**Testo**
L'esordio del Casti come autore melodrammatico risale al suo secondo soggiorno a Pietroburgo alla corte di Caterina II, fra il 1777 e il 1780, con l'"operetta a cinque voci" Lo sposo burlato, rappresentata a Peterhof il 24 luglio del 1778 per la musica di Paisiello. Nella speranza di ottenere l'ambita carica di poeta cesareo, vacante dalla morte di Metastasio nel 1782, Casti ritorna a Vienna dove conquista la fama europea di grande librettista con l'enorme successo della rappresentazione al Burgtheater il 23 agosto 1784, del Re Teodoro in Venezia, melodramma anch'esso musicato da Paisiello.

**Consegna A**
Riscrivi per intero tutte le righe delle voci che seguono, richieste comprese, aggiungendo -135 a ogni coordinata dei riquadri riportata nelle risposte.
Le voci non hanno alcun rapporto con il testo.

**Voci disponibili**
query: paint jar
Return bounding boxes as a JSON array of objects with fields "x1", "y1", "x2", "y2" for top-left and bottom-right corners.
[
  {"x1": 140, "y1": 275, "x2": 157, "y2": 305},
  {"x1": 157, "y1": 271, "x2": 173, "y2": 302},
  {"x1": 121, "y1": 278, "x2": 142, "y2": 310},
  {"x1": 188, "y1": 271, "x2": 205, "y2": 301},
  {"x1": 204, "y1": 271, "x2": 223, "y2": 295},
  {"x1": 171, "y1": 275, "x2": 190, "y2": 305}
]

**Consegna B**
Stabilisci se le affermazioni seguenti concordano con il testo su Casti, rispondendo sì o no e citando esattamente le parole del testo che lo decidono: (i) Lo sposo burlato fu rappresentato a Peterhof nel 1778; (ii) Metastasio morì nel 1784; (iii) Il Re Teodoro in Venezia fu musicato da Paisiello.

**Risposta A**
query: paint jar
Return bounding boxes as a JSON array of objects with fields "x1", "y1", "x2", "y2" for top-left and bottom-right corners.
[
  {"x1": 5, "y1": 140, "x2": 22, "y2": 170},
  {"x1": 22, "y1": 136, "x2": 38, "y2": 167},
  {"x1": -14, "y1": 143, "x2": 7, "y2": 175},
  {"x1": 53, "y1": 136, "x2": 70, "y2": 166},
  {"x1": 69, "y1": 136, "x2": 88, "y2": 160},
  {"x1": 36, "y1": 140, "x2": 55, "y2": 170}
]

**Risposta B**
(i) Sì: «rappresentata a Peterhof il 24 luglio del 1778».
(ii) No: «vacante dalla morte di Metastasio nel 1782».
(iii) Sì: «melodramma anch'esso musicato da Paisiello».